Go through the entries below and retype them exactly, omitting each picture.
==============================
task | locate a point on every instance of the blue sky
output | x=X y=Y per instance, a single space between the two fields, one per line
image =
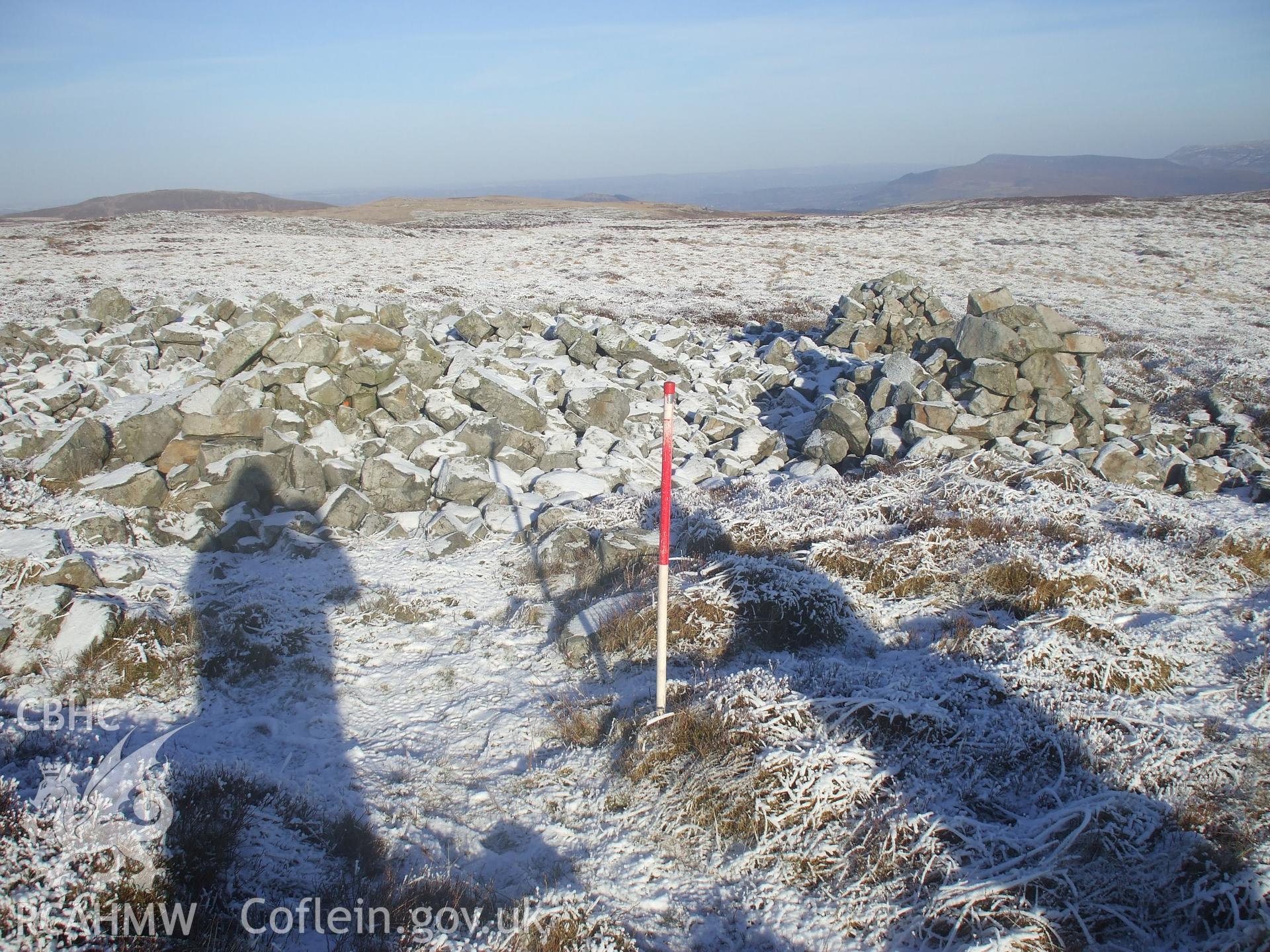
x=98 y=98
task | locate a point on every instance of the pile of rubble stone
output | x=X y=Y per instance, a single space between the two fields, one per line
x=190 y=423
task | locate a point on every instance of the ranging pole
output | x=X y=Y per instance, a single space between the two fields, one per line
x=663 y=564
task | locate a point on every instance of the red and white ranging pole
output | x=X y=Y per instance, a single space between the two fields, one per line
x=663 y=564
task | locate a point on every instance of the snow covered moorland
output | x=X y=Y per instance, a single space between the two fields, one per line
x=969 y=616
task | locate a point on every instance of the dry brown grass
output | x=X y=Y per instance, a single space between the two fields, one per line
x=571 y=930
x=690 y=617
x=900 y=569
x=583 y=723
x=1253 y=554
x=978 y=526
x=1235 y=818
x=1023 y=587
x=148 y=654
x=1114 y=666
x=704 y=756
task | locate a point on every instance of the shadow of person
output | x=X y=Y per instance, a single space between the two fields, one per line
x=991 y=816
x=267 y=739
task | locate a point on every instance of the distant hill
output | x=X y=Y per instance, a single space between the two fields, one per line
x=1044 y=175
x=1254 y=157
x=600 y=197
x=172 y=200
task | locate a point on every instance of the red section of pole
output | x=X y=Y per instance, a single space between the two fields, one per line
x=667 y=433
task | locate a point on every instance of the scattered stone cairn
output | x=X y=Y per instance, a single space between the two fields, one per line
x=215 y=424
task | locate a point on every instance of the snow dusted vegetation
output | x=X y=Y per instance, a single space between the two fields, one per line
x=981 y=699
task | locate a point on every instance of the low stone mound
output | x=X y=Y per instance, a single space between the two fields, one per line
x=192 y=423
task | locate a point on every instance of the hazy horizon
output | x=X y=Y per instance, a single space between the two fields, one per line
x=302 y=99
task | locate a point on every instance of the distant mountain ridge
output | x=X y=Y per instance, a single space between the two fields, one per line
x=172 y=200
x=1191 y=171
x=1054 y=175
x=1238 y=155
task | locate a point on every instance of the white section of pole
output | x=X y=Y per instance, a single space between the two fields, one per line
x=663 y=557
x=663 y=590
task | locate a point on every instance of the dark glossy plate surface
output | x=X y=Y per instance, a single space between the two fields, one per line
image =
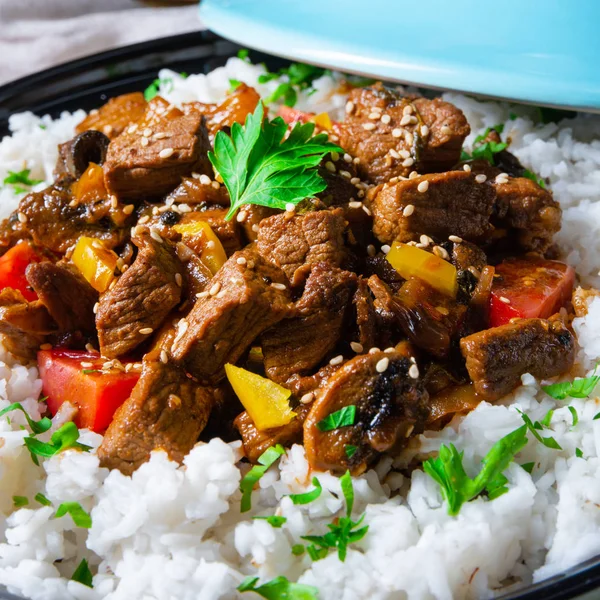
x=88 y=82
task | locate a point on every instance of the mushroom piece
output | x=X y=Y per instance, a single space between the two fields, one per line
x=391 y=403
x=75 y=155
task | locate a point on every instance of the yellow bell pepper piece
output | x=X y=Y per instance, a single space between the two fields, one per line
x=414 y=262
x=266 y=402
x=213 y=255
x=95 y=262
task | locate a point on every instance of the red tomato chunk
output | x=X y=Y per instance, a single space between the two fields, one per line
x=529 y=288
x=97 y=395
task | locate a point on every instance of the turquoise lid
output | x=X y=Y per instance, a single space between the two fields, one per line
x=538 y=51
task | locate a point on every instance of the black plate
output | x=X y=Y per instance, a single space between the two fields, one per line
x=88 y=82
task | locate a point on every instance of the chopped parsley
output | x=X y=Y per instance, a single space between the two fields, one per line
x=279 y=589
x=259 y=166
x=308 y=497
x=345 y=417
x=342 y=532
x=80 y=517
x=273 y=520
x=83 y=574
x=579 y=388
x=265 y=460
x=457 y=487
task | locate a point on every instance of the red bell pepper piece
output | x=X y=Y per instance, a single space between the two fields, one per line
x=12 y=269
x=97 y=395
x=529 y=288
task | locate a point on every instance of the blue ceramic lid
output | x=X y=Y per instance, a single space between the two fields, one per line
x=539 y=51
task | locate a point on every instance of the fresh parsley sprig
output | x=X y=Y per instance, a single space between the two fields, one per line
x=259 y=167
x=457 y=487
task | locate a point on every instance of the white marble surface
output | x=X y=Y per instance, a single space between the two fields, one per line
x=36 y=34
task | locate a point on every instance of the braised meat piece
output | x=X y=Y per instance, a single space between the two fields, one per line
x=23 y=325
x=247 y=296
x=299 y=344
x=51 y=220
x=149 y=166
x=295 y=242
x=496 y=358
x=141 y=298
x=528 y=212
x=391 y=404
x=407 y=135
x=166 y=411
x=437 y=205
x=69 y=298
x=112 y=118
x=256 y=442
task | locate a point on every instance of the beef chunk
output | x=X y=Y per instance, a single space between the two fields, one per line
x=430 y=142
x=24 y=325
x=138 y=170
x=299 y=344
x=142 y=297
x=68 y=297
x=51 y=220
x=166 y=410
x=528 y=212
x=496 y=358
x=112 y=118
x=295 y=242
x=390 y=406
x=256 y=441
x=247 y=296
x=453 y=204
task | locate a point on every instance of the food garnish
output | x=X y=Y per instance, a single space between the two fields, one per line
x=457 y=487
x=265 y=460
x=259 y=167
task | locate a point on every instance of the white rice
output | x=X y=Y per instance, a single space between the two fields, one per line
x=173 y=531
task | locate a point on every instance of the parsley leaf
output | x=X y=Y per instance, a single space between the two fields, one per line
x=308 y=497
x=63 y=438
x=259 y=167
x=80 y=517
x=83 y=574
x=457 y=487
x=579 y=388
x=341 y=533
x=340 y=418
x=265 y=460
x=279 y=589
x=273 y=520
x=36 y=426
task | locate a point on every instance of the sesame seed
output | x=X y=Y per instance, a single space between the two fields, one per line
x=356 y=347
x=166 y=153
x=382 y=364
x=409 y=209
x=307 y=398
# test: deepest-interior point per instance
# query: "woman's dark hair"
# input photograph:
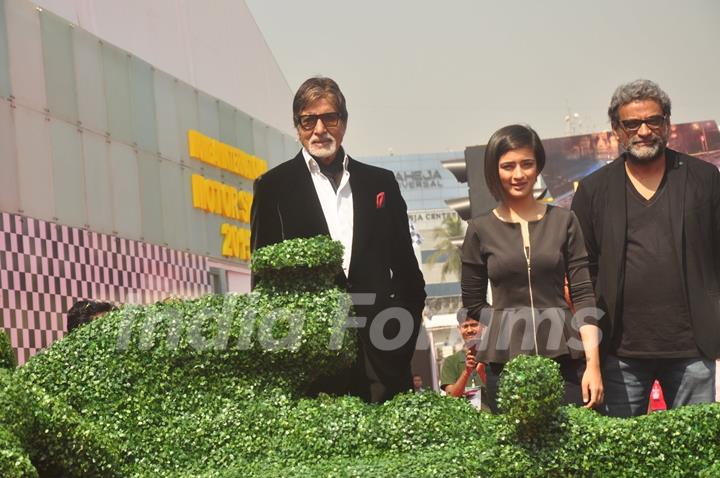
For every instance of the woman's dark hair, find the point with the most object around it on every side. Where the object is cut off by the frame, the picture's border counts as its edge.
(509, 138)
(84, 311)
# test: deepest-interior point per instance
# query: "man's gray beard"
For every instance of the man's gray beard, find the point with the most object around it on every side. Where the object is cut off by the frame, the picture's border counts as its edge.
(644, 153)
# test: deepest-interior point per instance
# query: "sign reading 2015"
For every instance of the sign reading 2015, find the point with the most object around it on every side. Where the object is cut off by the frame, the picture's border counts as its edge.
(222, 199)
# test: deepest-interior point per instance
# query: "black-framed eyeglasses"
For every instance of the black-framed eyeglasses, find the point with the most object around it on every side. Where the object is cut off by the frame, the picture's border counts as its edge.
(653, 122)
(308, 122)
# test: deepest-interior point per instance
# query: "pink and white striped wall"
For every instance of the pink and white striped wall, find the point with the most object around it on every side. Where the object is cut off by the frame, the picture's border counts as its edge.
(46, 267)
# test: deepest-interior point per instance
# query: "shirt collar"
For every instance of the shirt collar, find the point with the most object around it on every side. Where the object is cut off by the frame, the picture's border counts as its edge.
(313, 165)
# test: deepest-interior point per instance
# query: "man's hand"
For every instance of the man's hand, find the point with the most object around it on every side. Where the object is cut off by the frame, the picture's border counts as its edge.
(592, 387)
(470, 362)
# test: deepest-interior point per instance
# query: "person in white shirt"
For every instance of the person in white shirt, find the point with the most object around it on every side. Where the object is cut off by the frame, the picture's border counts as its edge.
(322, 190)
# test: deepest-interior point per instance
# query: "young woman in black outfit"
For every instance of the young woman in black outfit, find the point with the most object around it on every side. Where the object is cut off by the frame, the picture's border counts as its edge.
(527, 250)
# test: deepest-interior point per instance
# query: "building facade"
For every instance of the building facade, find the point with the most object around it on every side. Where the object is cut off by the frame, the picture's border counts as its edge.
==============================
[TASK ANSWER]
task | locate a point on every instance of the blue sky
output | x=X y=Y per instance, a single space between the two fields, one per line
image =
x=98 y=98
task | locate a point on every instance of the pile of rubble stone
output | x=X y=Y per instance, a single space between the two fields, one per line
x=190 y=423
task | locate a point on every instance of the ranging pole
output | x=X y=Y per instance, a single space between the two fields, one per line
x=663 y=564
task | locate a point on every instance of the red and white ranging pole
output | x=X y=Y per instance, a single space between the two fields, one per line
x=663 y=564
task | locate a point on every instance of the snow covered moorland
output | x=X y=Y per instance, a single space between the two fields, one per line
x=969 y=616
task | locate a point on every instance of the dry brown grass
output | x=X y=Y per instance, a single space between the two fields, one per line
x=571 y=930
x=690 y=617
x=900 y=569
x=583 y=723
x=1253 y=554
x=978 y=526
x=1235 y=818
x=1023 y=587
x=148 y=654
x=1114 y=666
x=704 y=756
task | locate a point on every instance of the shadow of person
output | x=X y=Y per instance, a single space between the two fields, one per line
x=991 y=816
x=267 y=739
task | locate a point on every instance of the distant hill
output | x=X y=Y per instance, a single space between the two fields, one per line
x=1044 y=175
x=1254 y=157
x=600 y=197
x=172 y=200
task | locate a point on every instance of the red section of pole
output | x=X y=Y per instance, a single space between the two fields, one per line
x=667 y=433
task | locate a point on every instance of the scattered stone cairn
output | x=X y=Y per instance, a single space between the two fields, one per line
x=215 y=424
task | locate a point on every instance of the snow dusted vegetation
output | x=X y=Y per instance, a single space between the two fields, one per line
x=981 y=699
task | locate a point on every instance of the low stone mound
output | x=X y=Y per instance, a single space between the two fields, one per line
x=192 y=423
task | locate a point on every instance of the hazy horizon
output | x=X y=Y per instance, a single space between the two fields, one per line
x=302 y=99
task | locate a point on every instance of the distant mountain ridge
output | x=X y=Y per instance, a single space between the two fields, one per line
x=172 y=200
x=1191 y=171
x=1054 y=175
x=1238 y=155
task | locate a point on every instance of the white section of pole
output | x=X y=Y per instance, a single space between the two fields, one per line
x=663 y=557
x=663 y=590
task | locate a point on every instance of the dark glossy plate surface
output | x=X y=Y per instance, a single space between the two fields, one per line
image =
x=88 y=82
task | locate a point on every instance of the mushroom piece
output | x=X y=Y per instance, a single space between the two fields, one per line
x=391 y=403
x=75 y=155
task | locate a point on every instance of the yellow bell pepper piece
output | x=X y=Y per instance, a single space between the two fields, one per line
x=414 y=262
x=266 y=402
x=213 y=255
x=95 y=262
task | locate a point on every instance of the red tomato chunk
output | x=X y=Y per instance, a single space between the two fields, one per line
x=529 y=288
x=97 y=395
task | locate a point on every instance of the turquoise lid
output | x=X y=Y per instance, a single space between the two fields, one per line
x=538 y=51
task | locate a point on every instance of the black plate
output | x=X y=Y per instance, a single space between the two fields, one per line
x=88 y=82
task | locate a point on every instance of the chopped parsley
output | x=X y=Y per instance, a single space between the two fields, one per line
x=279 y=589
x=259 y=166
x=308 y=497
x=345 y=417
x=342 y=532
x=80 y=517
x=273 y=520
x=83 y=574
x=579 y=388
x=265 y=460
x=457 y=487
task | locate a point on every instance of the red bell pepper piece
output | x=X y=Y per instance, a single space between the two fields, one per line
x=12 y=269
x=97 y=395
x=529 y=288
task | locate a point on every instance of the blue ceramic lid
output | x=X y=Y per instance, a single space between the two fields, one per line
x=539 y=51
task | locate a point on every instance of the fresh parsley sprig
output | x=X y=Y per instance, a single space between the two fields, one per line
x=259 y=167
x=457 y=487
task | locate a point on every instance of the white marble surface
output | x=X y=Y per instance, a single space between the two fields, one per line
x=36 y=34
task | locate a point on every instance of the braised meat piece
output | x=X y=Y per instance, a single space between the two fields, one per line
x=23 y=325
x=247 y=296
x=299 y=344
x=51 y=220
x=149 y=166
x=295 y=242
x=496 y=358
x=141 y=298
x=528 y=212
x=391 y=404
x=407 y=135
x=166 y=411
x=437 y=205
x=69 y=298
x=112 y=118
x=256 y=442
task | locate a point on every instance of the beef chunk
output | x=X y=Y per instance, a single space between the two fields, one per line
x=430 y=142
x=24 y=325
x=138 y=170
x=299 y=344
x=142 y=297
x=68 y=297
x=51 y=220
x=166 y=410
x=528 y=212
x=496 y=358
x=112 y=118
x=295 y=242
x=390 y=406
x=256 y=441
x=247 y=296
x=453 y=204
task | locate a point on every instance of the food garnish
output | x=X y=Y per instance, a single space between the two fields, one per line
x=457 y=487
x=265 y=460
x=259 y=167
task | locate a point on every instance of the white rice
output | x=X y=Y per instance, a single space between the two fields, one per line
x=173 y=531
task | locate a point on every instance of the parsley leaf
output | x=X y=Y per instance, a single space between the two fields, one per line
x=308 y=497
x=63 y=438
x=259 y=167
x=80 y=517
x=83 y=574
x=457 y=487
x=579 y=388
x=341 y=533
x=340 y=418
x=265 y=460
x=279 y=589
x=273 y=520
x=36 y=426
task | locate a point on every instance of the sesame seed
output | x=X y=Y per instance, a single space between the two fields, one per line
x=356 y=347
x=166 y=153
x=382 y=364
x=409 y=209
x=307 y=398
# test: deepest-interior point per instance
# query: "woman's dark hair"
# input photograph:
For every instance of the woman's dark hair, find the point with the most object around it on every side. Where the object is cut off by the frame, the picture's border counts as its edge.
(509, 138)
(84, 311)
# test: deepest-interior point per instance
# query: "man's gray beard"
For every instance of the man's gray beard, find the point with the most object around it on every side. Where the object is cut off by the frame, the picture's border counts as its edge.
(644, 153)
# test: deepest-interior point per instance
# query: "sign reading 2015"
For every instance of the sign reading 2015, find the point with the most object around it on every side. Where the object is cut off by the frame, the picture's border counts as its edge.
(222, 199)
# test: deepest-interior point per instance
# query: "black-framed eyeglasses"
For every instance of the black-framed eyeglasses, find the point with the most object around it on every side. Where the object is cut off by the frame, the picture's border counts as its edge.
(653, 122)
(308, 122)
# test: deepest-interior point per instance
# query: "pink and white striped wall"
For every instance of the pink and white striped wall, find the point with the most object around it on every side. Where the object is cut off by the frame, the picture's border counts as its edge.
(46, 267)
# test: deepest-interior point per instance
# query: "shirt collar"
For every instance of the shirt collar, find the point with the most object around it on every side. Where the object is cut off by the frame, the picture's border counts as its edge.
(313, 165)
# test: deepest-interior point per instance
# query: "man's hand"
For every instance of the man's hand, find the point with the most object around it on every side. Where the object is cut off by the frame, the picture's border counts as its edge.
(592, 387)
(470, 362)
# test: deepest-interior point per instance
# query: "person in white shirt"
For every instance of the person in white shirt, find the point with the most object around it on every side. Where the object is cut off by the frame, the picture's border counts as its edge.
(322, 190)
# test: deepest-interior point per instance
# query: "young woman in black outfit"
For every instance of the young woman in black outfit, find the point with the most object around it on every side. Where the object is cut off by the frame, the picture's border counts as its edge.
(527, 250)
# test: deepest-interior point per instance
# query: "building facade"
For every instance of the building facade, find the point with the most object around it on every side. Where the object is cut off by the frame, the picture's border counts as its edge.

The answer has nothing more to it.